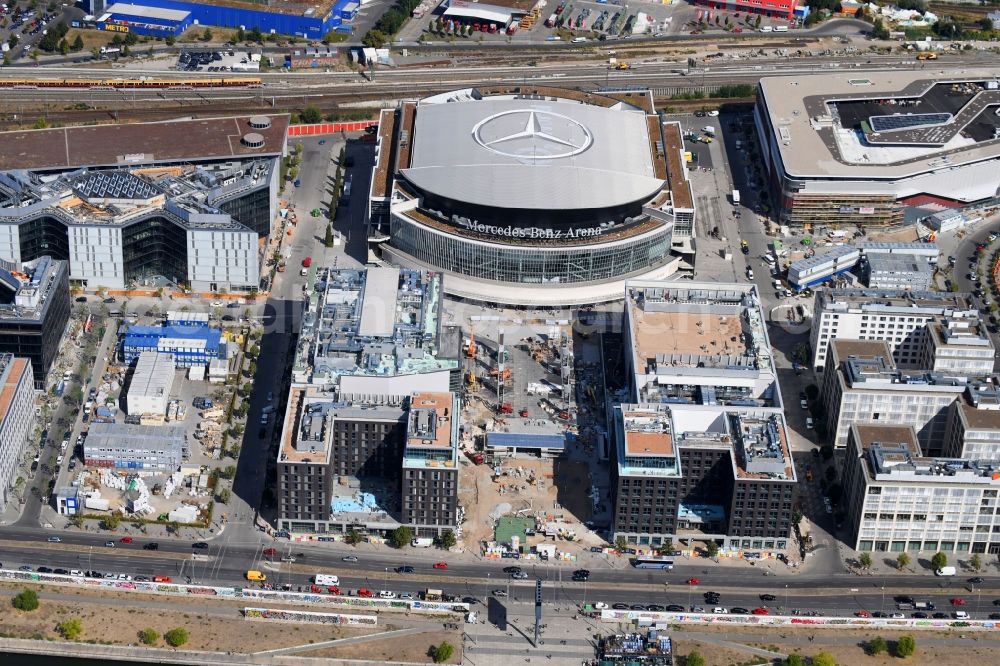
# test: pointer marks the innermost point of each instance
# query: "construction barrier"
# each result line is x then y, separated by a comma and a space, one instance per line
330, 128
279, 615
276, 596
819, 622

________________

> Assigned task
Before you return the listing exactly, strip out its pictures.

> Output of the exercise
# test: pointer marks the innermost point of each instance
# query: "construction barrier"
# each result line is x then y, separated by a comma and a space, one instance per line
330, 128
279, 615
276, 596
819, 622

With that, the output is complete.